• _Document segment_:
----------
Appellants assert the contracts included letters of solicitation, promotional material, advertisements, etc., issued over a period in excess of two years. If we assume this to be true, it should appear to what incentive each member responded, and whether there is a breach of the proposal as such member understood it and whether such breaches are identical. This is not the case of a single joint right or single joint liability. For while it is alleged there was a failure of consideration, it does not affirm a*8tively appear that the .extent of the failure in each case, if failure there was, is the same. The measure of recovery may well vary with the nature and extent of the wrong. A presumption of common purpose by the members attaching only to one part of the alleged consideration is hardly warranted.
----------
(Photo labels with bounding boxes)

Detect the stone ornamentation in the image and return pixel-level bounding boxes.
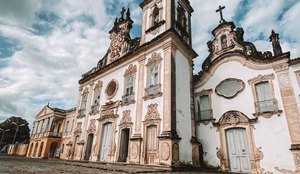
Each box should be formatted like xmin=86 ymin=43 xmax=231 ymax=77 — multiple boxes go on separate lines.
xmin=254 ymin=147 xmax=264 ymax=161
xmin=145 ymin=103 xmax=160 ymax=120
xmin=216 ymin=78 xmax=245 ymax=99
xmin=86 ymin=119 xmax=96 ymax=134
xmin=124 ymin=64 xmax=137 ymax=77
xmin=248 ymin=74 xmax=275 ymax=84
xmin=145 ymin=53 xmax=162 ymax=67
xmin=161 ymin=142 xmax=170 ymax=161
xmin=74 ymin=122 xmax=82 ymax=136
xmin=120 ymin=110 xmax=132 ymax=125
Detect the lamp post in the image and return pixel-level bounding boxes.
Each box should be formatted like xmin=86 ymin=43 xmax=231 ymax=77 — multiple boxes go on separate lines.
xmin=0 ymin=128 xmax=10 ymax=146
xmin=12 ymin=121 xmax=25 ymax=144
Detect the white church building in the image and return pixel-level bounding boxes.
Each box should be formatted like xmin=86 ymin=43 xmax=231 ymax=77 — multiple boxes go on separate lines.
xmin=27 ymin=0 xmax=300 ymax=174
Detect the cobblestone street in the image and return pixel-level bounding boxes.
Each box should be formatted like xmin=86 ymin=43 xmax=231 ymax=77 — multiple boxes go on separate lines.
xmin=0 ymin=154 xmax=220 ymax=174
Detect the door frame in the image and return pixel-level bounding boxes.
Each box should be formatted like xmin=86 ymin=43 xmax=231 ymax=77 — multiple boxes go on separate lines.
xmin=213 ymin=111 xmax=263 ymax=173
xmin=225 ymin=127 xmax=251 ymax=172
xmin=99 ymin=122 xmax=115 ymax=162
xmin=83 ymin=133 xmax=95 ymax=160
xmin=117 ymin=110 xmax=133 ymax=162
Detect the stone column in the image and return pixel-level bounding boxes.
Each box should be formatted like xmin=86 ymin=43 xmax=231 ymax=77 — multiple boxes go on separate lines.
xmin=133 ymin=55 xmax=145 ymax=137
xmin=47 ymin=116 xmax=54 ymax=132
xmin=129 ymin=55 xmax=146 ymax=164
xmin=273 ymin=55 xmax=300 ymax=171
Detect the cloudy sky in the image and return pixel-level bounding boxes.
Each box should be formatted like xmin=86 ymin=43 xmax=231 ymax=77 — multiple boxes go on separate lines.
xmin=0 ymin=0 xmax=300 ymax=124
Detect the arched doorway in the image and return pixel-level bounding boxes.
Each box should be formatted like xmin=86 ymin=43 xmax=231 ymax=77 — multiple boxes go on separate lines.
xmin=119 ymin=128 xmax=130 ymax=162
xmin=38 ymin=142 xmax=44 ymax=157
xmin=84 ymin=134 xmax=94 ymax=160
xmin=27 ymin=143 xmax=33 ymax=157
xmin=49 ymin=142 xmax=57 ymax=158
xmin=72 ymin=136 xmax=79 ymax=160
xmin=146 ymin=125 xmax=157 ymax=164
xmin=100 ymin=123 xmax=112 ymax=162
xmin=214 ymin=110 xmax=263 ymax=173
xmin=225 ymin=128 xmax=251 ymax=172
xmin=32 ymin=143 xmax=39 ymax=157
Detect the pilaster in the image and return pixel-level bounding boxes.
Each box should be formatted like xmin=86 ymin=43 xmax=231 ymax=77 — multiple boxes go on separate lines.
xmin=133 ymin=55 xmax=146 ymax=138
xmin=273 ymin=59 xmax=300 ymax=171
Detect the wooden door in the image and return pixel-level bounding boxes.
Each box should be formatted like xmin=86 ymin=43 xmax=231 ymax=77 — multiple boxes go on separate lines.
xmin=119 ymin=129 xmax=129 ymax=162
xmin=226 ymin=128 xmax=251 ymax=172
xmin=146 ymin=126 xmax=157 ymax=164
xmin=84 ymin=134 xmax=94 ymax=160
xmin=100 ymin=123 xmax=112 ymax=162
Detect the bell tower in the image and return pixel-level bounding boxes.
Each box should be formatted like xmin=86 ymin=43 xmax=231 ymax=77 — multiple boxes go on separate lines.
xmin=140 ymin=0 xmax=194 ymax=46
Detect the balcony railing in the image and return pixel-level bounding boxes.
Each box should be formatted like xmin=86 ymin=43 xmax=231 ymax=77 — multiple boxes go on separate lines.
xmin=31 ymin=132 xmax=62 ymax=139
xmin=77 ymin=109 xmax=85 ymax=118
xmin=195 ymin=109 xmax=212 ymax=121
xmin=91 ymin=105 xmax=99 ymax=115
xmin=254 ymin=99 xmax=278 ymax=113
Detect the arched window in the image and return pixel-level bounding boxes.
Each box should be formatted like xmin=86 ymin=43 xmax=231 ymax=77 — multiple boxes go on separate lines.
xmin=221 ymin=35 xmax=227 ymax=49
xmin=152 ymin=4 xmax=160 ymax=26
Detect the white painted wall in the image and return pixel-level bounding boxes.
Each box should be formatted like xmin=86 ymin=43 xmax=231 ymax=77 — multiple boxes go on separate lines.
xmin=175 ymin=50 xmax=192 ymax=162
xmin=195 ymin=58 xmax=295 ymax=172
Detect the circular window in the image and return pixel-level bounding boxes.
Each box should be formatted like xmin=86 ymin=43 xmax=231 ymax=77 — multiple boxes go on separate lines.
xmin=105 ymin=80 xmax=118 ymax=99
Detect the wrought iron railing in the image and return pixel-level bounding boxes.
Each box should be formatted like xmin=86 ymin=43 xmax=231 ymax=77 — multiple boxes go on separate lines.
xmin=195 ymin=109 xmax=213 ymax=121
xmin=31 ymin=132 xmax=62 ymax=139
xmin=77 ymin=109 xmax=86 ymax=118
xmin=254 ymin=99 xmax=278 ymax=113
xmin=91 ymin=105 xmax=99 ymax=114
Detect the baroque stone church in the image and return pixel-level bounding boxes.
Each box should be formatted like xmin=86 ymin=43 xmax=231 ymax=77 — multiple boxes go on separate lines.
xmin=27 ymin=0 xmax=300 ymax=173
----------
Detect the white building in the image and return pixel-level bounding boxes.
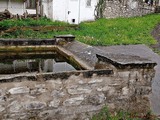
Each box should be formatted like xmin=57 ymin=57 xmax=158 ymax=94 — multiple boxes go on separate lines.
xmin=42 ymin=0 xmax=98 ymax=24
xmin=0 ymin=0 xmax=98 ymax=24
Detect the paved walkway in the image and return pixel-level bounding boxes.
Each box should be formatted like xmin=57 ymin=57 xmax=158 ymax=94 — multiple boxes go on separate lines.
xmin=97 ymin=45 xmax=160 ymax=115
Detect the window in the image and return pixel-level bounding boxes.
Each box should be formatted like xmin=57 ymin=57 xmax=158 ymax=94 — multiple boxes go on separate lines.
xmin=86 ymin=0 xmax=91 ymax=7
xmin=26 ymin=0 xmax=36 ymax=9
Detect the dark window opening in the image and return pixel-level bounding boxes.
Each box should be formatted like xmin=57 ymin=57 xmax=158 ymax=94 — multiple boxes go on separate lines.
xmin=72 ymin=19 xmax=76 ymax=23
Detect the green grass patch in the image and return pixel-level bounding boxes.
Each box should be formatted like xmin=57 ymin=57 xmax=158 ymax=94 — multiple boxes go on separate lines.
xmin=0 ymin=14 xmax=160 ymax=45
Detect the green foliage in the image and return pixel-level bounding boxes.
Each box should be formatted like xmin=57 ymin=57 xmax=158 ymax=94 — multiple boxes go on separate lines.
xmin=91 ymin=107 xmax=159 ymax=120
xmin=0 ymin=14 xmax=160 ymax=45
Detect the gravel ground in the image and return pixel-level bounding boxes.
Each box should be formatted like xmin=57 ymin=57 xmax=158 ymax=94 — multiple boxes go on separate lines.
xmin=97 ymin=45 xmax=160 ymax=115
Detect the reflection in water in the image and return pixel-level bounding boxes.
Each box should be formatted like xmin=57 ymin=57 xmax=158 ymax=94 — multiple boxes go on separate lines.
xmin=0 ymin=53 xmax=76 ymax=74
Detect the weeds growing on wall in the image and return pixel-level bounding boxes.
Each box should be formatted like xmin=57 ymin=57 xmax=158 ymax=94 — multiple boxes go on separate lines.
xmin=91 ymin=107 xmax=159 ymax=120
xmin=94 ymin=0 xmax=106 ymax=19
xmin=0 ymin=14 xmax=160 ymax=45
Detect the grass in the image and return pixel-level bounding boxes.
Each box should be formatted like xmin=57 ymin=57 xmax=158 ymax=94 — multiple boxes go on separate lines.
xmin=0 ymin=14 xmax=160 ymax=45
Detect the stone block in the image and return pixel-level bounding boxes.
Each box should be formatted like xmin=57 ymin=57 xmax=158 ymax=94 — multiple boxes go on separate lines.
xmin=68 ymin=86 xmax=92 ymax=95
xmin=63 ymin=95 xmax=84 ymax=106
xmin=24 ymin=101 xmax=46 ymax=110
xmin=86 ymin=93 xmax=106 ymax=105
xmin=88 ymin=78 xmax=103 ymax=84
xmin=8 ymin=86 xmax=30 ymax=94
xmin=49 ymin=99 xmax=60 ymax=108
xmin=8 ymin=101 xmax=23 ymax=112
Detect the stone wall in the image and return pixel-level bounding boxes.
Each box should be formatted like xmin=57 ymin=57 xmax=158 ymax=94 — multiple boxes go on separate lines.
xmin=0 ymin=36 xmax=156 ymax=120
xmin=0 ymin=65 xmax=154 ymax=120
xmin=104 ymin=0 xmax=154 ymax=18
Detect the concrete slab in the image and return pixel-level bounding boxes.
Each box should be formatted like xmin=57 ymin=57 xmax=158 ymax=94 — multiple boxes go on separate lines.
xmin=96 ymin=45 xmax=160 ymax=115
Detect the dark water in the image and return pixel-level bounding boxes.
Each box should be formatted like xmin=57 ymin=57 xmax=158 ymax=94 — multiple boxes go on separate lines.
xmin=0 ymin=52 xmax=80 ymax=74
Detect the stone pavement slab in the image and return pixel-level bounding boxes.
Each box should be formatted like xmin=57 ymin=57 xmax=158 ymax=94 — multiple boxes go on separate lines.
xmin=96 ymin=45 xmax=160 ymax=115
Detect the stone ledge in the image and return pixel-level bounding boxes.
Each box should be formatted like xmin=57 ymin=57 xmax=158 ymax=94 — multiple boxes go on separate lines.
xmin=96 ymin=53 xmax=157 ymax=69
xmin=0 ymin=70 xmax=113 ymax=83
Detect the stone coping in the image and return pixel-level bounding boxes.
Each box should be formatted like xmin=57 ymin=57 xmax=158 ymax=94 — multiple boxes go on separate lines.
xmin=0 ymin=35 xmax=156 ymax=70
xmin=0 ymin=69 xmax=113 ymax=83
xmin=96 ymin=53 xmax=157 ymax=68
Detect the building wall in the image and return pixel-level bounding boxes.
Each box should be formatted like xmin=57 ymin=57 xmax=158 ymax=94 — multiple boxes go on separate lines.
----------
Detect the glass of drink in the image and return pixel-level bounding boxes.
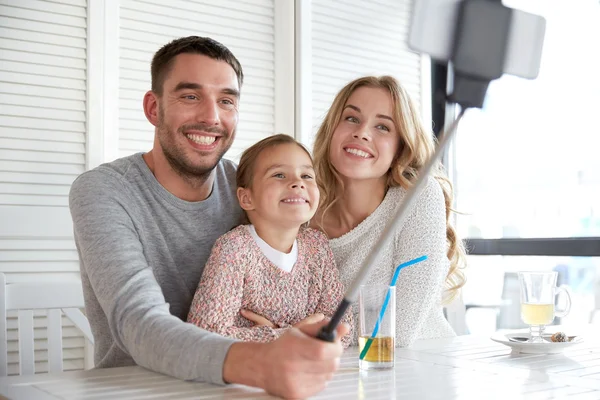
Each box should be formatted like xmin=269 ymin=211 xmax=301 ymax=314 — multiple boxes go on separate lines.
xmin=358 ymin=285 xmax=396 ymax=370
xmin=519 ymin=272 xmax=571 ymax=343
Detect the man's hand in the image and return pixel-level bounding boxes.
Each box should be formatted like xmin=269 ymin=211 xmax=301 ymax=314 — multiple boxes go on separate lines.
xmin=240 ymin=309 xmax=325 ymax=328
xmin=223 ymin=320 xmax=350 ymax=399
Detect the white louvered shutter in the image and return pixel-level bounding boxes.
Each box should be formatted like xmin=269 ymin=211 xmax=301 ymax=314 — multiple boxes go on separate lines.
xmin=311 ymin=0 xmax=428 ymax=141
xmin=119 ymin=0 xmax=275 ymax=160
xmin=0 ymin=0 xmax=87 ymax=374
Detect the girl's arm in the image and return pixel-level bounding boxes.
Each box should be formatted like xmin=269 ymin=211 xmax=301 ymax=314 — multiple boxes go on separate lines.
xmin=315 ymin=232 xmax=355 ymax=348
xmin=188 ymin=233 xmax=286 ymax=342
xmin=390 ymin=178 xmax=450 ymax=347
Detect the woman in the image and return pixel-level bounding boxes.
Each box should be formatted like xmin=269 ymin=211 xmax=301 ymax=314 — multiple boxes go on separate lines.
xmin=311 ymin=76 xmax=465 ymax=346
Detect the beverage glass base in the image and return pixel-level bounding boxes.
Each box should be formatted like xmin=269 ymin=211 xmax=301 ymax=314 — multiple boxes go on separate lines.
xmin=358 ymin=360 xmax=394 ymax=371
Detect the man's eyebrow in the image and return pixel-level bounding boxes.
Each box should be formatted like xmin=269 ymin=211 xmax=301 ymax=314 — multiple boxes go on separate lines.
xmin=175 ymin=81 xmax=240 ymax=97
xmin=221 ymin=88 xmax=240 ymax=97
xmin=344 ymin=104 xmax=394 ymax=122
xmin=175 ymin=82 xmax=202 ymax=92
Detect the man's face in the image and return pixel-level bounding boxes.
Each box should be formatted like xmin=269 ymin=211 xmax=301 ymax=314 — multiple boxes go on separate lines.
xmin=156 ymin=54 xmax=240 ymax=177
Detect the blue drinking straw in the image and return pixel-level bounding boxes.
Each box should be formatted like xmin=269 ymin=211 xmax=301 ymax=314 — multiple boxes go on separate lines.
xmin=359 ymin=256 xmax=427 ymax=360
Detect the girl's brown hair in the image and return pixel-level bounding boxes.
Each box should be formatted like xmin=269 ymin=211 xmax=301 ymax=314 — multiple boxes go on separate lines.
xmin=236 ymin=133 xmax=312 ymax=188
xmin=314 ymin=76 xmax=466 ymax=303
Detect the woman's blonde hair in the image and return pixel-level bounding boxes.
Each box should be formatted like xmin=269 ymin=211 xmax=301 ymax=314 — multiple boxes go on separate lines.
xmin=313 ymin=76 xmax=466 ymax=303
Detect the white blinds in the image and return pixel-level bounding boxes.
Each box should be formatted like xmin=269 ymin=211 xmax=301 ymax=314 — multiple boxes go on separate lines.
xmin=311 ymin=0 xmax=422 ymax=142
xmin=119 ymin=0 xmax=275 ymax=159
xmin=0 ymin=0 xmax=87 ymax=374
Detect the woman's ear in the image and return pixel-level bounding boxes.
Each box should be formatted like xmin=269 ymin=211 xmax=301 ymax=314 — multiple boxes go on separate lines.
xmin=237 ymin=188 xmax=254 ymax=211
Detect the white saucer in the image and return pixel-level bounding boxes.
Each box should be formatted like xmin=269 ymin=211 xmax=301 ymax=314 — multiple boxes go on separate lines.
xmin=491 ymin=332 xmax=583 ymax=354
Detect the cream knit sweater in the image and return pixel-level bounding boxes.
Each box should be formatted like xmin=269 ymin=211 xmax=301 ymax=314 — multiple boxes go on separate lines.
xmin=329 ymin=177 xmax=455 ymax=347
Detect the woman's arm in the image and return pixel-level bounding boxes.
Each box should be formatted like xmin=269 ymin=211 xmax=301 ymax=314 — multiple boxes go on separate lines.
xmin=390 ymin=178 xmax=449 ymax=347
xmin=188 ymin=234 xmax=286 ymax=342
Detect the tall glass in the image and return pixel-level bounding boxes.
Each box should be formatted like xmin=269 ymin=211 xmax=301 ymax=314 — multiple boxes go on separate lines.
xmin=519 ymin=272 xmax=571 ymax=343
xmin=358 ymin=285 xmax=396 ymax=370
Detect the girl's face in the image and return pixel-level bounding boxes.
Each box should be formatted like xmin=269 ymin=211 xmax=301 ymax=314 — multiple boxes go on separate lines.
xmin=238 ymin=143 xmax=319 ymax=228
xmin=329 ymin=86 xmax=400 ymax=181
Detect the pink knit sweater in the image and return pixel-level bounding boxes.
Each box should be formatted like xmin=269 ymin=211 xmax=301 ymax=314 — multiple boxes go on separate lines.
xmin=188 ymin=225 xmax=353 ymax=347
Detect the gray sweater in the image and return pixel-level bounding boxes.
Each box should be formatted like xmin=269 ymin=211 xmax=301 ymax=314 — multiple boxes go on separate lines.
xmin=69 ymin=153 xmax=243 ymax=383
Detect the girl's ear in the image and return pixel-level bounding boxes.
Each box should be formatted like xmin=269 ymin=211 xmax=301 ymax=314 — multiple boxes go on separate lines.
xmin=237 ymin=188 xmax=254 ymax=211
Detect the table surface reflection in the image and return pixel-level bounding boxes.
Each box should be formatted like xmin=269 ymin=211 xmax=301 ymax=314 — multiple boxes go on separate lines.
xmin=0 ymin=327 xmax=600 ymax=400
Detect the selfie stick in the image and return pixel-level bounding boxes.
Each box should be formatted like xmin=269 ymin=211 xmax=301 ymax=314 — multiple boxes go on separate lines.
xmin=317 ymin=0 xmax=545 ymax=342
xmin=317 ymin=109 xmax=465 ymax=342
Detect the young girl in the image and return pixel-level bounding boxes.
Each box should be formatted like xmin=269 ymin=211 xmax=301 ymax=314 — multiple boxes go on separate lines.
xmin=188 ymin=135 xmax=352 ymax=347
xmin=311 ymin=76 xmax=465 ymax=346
----------
• _Request_: Pick up the court opinion on the appellants' contract claims at the point where it stops, and carry it forward. These entries have nothing to do with the court opinion excerpt.

• _Exercise result_:
This is not a stockholders’ derivative action, or an action where common cause and the dictates of justice and expediency warrant a representative action. To permit 5 out of 50,000, under the circumstances here shown, to maintain a representative action could lead to an absurd consequence. A few disgruntled persons in a large enterprise could seek its destruction by this method. This would seem an undue extension of the principle and hardly one contemplated by the statute.

I therefore dissent in part and vote to affirm the entire order appealed from.

Breitel, McNally and Steuer, JJ., concur with Botein, P. J., Stevens, J., dissents in part in opinion.

Order, entered on August 7, 1963, modified, on the law, to the extent of denying defendant-respondent’s motion insofar as it is addressed to the second cause of action, and, as so modified, affirmed, with costs to abide the event.